Work to be completed: Below are records to repeat exactly; do not include any pictures.

Data to examine:

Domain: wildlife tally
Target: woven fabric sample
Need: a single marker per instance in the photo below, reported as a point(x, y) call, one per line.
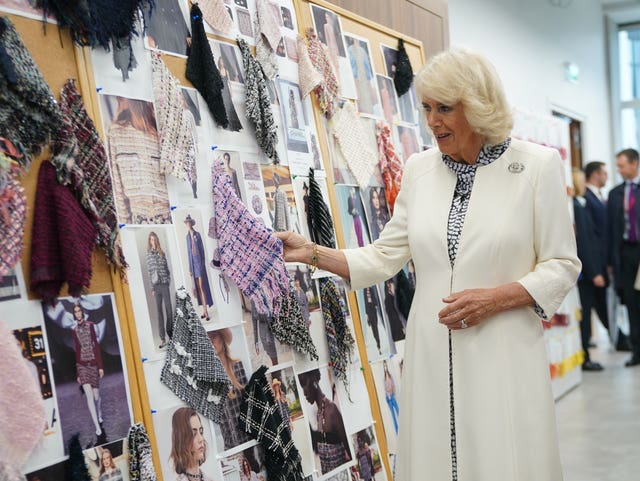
point(216, 15)
point(176, 126)
point(390, 164)
point(352, 141)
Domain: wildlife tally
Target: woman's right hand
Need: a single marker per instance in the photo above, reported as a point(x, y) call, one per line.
point(295, 248)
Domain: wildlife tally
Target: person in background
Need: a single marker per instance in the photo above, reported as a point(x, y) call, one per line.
point(623, 211)
point(592, 264)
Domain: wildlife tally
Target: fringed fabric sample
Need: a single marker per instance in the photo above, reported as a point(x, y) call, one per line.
point(202, 71)
point(81, 162)
point(352, 141)
point(260, 417)
point(390, 164)
point(62, 239)
point(339, 338)
point(176, 125)
point(327, 91)
point(258, 103)
point(309, 77)
point(403, 77)
point(320, 222)
point(29, 113)
point(216, 15)
point(192, 369)
point(140, 458)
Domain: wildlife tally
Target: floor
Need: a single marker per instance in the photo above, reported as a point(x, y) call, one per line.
point(599, 422)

Exercise answer:
Domain: wildlife tally
Target: woven fabric sample
Need: a single marker per instance in the photo below, reported as a point(x, y) call, one per line.
point(216, 15)
point(176, 126)
point(390, 164)
point(352, 141)
Domain: wildlife tally
Target: woman's right hand
Need: a single marker per instance in the photo above, reported as a point(x, y) call, one per line.
point(295, 248)
Domain: wildlife tally
Target: person in background
Need: a single marker per instance in the photo above, reported as a point(x, y) call, one per line.
point(623, 211)
point(592, 264)
Domain: wildlife tally
Target: fringed fabric sample
Need: a single marker per instance in the photo above, reported as a point(x, y) call, one per line.
point(202, 71)
point(81, 162)
point(352, 141)
point(260, 417)
point(390, 164)
point(62, 239)
point(339, 338)
point(176, 125)
point(327, 91)
point(258, 103)
point(309, 77)
point(403, 77)
point(320, 222)
point(29, 113)
point(216, 15)
point(192, 369)
point(140, 458)
Domain: wildlife tally
Target: floor
Need: a single marker per instance in the photo above, reported as a point(x, y) call, one per line.
point(599, 422)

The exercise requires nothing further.